#### Text shown
::::::::

ACPI, Advanced Configuration and Power Interface, is a standardised set
of interfaces for letting the operating system know what hardware is
there and how to set it up. It also tells the OS how to put it into a
low power (or no power) mode when the OS is being suspended (to RAM or
disk, for example).
An interrupt is a way for the processor and the hardware to let each
other know that there's data waiting to be serviced. So, for example,
when an Ethernet card detected that it had received data intended for
that PC, it would send an interrupt. The interrupt would (normally)
trigger the processor to stop running the current program, and switch
control to the operating system. The OS would work out that the Ethernet
device had sent the interrupt, arrange for the incoming data to be
copied somewhere safe, and return control to the program. (Later, the OS
would decode the data it had been sent).
A PIC, a Programmable Interrupt Controller, is something that receives
interrupts from a number of devices, sends an interrupt to the
processor, and then can be queried by the processor to find out which
device sent the interrupt in the first place. (That simplifies the
processor interface, you see.)
The original IBM PC and its immediate successor, the PC XT defined a
rather simple PIC scheme with a number of limitations. So an Advanced
Programmable Interrupt Controller was defined, that can cope with more
devices and share them evenly among multiple processors.

::::::::

[Extracted data entries]

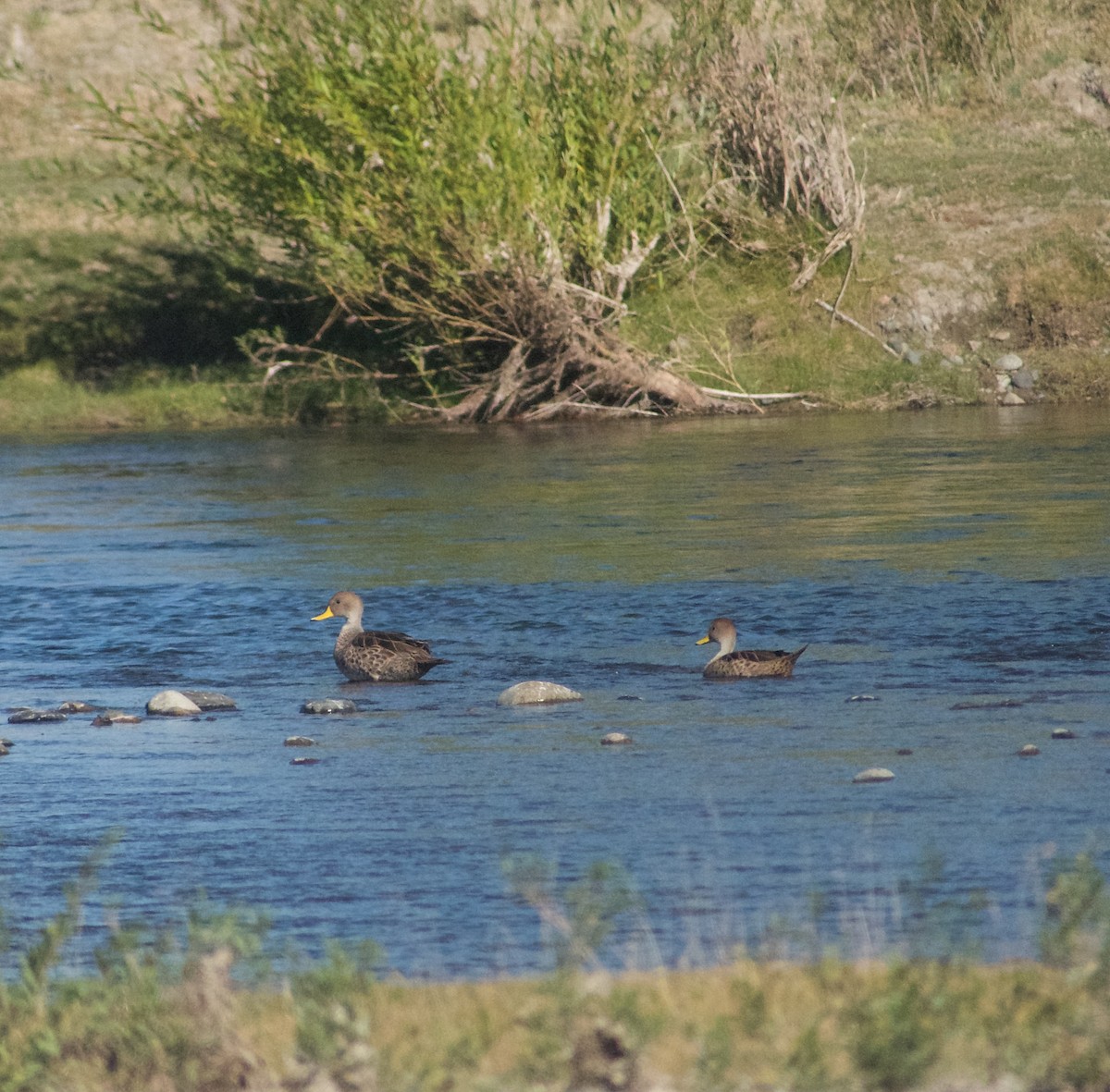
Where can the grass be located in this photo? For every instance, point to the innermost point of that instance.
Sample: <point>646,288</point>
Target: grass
<point>38,399</point>
<point>986,215</point>
<point>161,1014</point>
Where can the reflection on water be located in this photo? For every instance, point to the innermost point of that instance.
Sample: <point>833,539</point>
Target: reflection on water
<point>955,566</point>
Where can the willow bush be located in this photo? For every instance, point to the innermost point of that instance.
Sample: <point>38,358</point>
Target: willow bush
<point>486,203</point>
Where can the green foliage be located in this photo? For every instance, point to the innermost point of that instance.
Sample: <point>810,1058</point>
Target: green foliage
<point>1077,921</point>
<point>898,1032</point>
<point>328,999</point>
<point>917,47</point>
<point>415,184</point>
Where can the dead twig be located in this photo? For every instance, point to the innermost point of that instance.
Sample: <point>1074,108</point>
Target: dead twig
<point>856,325</point>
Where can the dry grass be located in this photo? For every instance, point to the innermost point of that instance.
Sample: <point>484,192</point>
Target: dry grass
<point>750,1025</point>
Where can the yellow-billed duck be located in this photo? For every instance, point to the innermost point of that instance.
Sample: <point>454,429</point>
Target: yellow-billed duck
<point>748,663</point>
<point>375,655</point>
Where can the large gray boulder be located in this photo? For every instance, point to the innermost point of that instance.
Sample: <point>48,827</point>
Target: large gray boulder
<point>537,693</point>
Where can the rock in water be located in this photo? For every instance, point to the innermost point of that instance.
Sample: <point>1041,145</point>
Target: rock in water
<point>206,700</point>
<point>536,693</point>
<point>26,716</point>
<point>871,776</point>
<point>171,704</point>
<point>328,706</point>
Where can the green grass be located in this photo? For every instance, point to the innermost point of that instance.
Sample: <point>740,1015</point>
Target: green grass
<point>37,399</point>
<point>996,199</point>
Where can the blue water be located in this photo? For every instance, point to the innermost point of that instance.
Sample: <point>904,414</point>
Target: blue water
<point>954,565</point>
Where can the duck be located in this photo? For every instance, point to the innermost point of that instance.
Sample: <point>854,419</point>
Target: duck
<point>745,664</point>
<point>375,655</point>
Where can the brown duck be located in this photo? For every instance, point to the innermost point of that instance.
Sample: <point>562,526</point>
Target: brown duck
<point>745,664</point>
<point>375,655</point>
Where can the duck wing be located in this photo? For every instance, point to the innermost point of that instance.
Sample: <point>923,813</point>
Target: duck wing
<point>391,641</point>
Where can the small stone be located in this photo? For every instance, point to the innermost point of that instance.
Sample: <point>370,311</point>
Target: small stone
<point>872,775</point>
<point>112,717</point>
<point>328,706</point>
<point>536,693</point>
<point>171,704</point>
<point>206,700</point>
<point>26,716</point>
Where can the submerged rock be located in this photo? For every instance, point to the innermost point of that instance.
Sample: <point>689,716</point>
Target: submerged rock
<point>27,716</point>
<point>171,704</point>
<point>328,706</point>
<point>110,717</point>
<point>613,738</point>
<point>208,700</point>
<point>872,775</point>
<point>537,693</point>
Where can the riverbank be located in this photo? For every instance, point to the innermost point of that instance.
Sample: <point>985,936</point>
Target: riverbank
<point>894,1025</point>
<point>985,236</point>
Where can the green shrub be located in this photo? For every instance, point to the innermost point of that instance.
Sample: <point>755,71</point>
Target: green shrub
<point>491,201</point>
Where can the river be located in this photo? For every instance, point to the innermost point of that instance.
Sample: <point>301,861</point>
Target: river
<point>954,566</point>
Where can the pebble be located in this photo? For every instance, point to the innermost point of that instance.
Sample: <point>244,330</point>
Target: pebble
<point>536,693</point>
<point>171,704</point>
<point>26,716</point>
<point>209,700</point>
<point>328,706</point>
<point>872,775</point>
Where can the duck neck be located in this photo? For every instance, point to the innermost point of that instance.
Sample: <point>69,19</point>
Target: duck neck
<point>351,630</point>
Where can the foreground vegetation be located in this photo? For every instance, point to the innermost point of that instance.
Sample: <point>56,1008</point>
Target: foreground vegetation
<point>211,1014</point>
<point>643,209</point>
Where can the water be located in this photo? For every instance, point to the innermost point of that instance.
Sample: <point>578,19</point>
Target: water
<point>954,565</point>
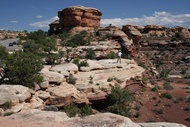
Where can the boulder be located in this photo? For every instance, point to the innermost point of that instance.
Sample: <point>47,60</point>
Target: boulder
<point>75,16</point>
<point>51,76</point>
<point>65,68</point>
<point>161,124</point>
<point>93,81</point>
<point>131,31</point>
<point>65,94</point>
<point>14,93</point>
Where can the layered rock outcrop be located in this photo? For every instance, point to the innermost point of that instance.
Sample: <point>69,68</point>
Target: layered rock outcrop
<point>38,118</point>
<point>77,16</point>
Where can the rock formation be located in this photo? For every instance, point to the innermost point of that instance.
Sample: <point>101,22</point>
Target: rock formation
<point>76,16</point>
<point>38,118</point>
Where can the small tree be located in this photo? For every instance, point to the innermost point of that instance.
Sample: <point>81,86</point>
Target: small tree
<point>23,68</point>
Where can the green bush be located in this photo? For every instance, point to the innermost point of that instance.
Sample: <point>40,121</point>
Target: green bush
<point>71,79</point>
<point>167,86</point>
<point>7,105</point>
<point>90,54</point>
<point>72,110</point>
<point>86,110</point>
<point>155,89</point>
<point>166,95</point>
<point>111,55</point>
<point>83,64</point>
<point>23,68</point>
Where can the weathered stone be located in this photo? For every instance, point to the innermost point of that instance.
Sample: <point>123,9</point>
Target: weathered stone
<point>132,32</point>
<point>65,69</point>
<point>51,76</point>
<point>161,124</point>
<point>65,94</point>
<point>75,16</point>
<point>13,93</point>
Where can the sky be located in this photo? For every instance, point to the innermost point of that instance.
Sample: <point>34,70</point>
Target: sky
<point>32,15</point>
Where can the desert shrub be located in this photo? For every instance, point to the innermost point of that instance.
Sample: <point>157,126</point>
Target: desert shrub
<point>187,119</point>
<point>188,99</point>
<point>142,65</point>
<point>167,86</point>
<point>154,98</point>
<point>177,100</point>
<point>76,61</point>
<point>71,79</point>
<point>90,79</point>
<point>155,88</point>
<point>50,108</point>
<point>72,110</point>
<point>111,55</point>
<point>90,54</point>
<point>151,120</point>
<point>110,79</point>
<point>8,113</point>
<point>83,64</point>
<point>159,111</point>
<point>164,74</point>
<point>166,95</point>
<point>153,82</point>
<point>137,114</point>
<point>22,68</point>
<point>76,40</point>
<point>7,105</point>
<point>187,108</point>
<point>86,110</point>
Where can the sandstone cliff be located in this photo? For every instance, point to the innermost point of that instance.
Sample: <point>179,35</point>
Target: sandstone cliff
<point>75,16</point>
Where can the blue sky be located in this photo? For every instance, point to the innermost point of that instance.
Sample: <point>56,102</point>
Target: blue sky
<point>32,15</point>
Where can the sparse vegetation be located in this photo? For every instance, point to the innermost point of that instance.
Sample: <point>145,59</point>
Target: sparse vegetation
<point>71,79</point>
<point>122,99</point>
<point>73,110</point>
<point>167,86</point>
<point>166,95</point>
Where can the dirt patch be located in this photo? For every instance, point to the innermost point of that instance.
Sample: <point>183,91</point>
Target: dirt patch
<point>153,108</point>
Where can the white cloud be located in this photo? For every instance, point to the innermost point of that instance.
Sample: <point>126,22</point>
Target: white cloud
<point>160,18</point>
<point>13,21</point>
<point>39,17</point>
<point>45,23</point>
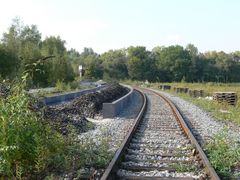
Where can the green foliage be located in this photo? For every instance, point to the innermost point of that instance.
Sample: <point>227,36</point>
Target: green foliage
<point>224,154</point>
<point>115,64</point>
<point>22,45</point>
<point>96,154</point>
<point>27,145</point>
<point>62,87</point>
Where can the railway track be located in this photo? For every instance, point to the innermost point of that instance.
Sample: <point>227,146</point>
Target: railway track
<point>159,146</point>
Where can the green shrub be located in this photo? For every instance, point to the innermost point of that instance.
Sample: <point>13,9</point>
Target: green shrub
<point>61,86</point>
<point>224,154</point>
<point>27,145</point>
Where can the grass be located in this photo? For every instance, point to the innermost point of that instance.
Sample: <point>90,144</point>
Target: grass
<point>220,111</point>
<point>224,155</point>
<point>223,151</point>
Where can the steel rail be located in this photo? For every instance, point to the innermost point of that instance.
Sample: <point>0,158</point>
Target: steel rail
<point>212,173</point>
<point>110,172</point>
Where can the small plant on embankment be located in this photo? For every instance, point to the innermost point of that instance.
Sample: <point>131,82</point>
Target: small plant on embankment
<point>27,145</point>
<point>224,155</point>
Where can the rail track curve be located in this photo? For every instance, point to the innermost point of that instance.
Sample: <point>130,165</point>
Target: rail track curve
<point>159,146</point>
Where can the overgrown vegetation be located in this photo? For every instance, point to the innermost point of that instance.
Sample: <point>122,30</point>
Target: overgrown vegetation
<point>30,148</point>
<point>221,111</point>
<point>27,146</point>
<point>224,155</point>
<point>22,45</point>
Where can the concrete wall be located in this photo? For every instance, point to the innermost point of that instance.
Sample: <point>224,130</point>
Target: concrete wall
<point>110,110</point>
<point>68,97</point>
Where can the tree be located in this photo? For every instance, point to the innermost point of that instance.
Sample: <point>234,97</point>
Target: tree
<point>115,64</point>
<point>8,63</point>
<point>141,65</point>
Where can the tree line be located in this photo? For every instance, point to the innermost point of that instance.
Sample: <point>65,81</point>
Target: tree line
<point>22,45</point>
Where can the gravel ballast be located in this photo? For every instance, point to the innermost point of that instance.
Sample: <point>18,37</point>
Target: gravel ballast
<point>115,128</point>
<point>203,125</point>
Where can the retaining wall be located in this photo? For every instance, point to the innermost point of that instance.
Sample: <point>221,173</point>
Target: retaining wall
<point>68,97</point>
<point>110,110</point>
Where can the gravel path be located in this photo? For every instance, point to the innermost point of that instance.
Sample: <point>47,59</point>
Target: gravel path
<point>159,148</point>
<point>204,126</point>
<point>117,128</point>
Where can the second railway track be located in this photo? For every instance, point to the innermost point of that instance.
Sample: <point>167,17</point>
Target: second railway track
<point>159,146</point>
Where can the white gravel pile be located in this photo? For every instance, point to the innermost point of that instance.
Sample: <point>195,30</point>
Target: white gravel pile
<point>203,125</point>
<point>117,128</point>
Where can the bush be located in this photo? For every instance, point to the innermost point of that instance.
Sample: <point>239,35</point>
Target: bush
<point>61,86</point>
<point>27,145</point>
<point>224,154</point>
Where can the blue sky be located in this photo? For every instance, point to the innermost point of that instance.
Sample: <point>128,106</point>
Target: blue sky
<point>114,24</point>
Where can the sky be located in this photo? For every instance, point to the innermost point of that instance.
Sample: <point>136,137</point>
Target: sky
<point>114,24</point>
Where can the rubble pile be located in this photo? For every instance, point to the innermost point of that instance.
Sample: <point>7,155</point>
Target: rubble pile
<point>74,112</point>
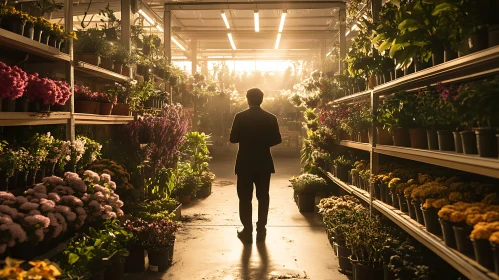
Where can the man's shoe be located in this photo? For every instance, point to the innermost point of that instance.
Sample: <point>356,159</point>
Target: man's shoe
<point>261,235</point>
<point>245,236</point>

::::::::

#### The tasks
**1.** From the text on ACPI and interrupts, return the stretch from "An interrupt is" through "had been sent).".
**2.** Answer these questions from the text on ACPI and interrupts.
(a) What does PIC stand for?
(b) Which two machines defined the first, simple PIC scheme?
(c) What two places does the text name that the OS may be suspended to?

#### Exercise responses
**1.**
An interrupt is a way for the processor and the hardware to let each
other know that there's data waiting to be serviced. So, for example,
when an Ethernet card detected that it had received data intended for
that PC, it would send an interrupt. The interrupt would (normally)
trigger the processor to stop running the current program, and switch
control to the operating system. The OS would work out that the Ethernet
device had sent the interrupt, arrange for the incoming data to be
copied somewhere safe, and return control to the program. (Later, the OS
would decode the data it had been sent).

**2.**
(a) Programmable Interrupt Controller
(b) The original IBM PC and the PC XT
(c) RAM and disk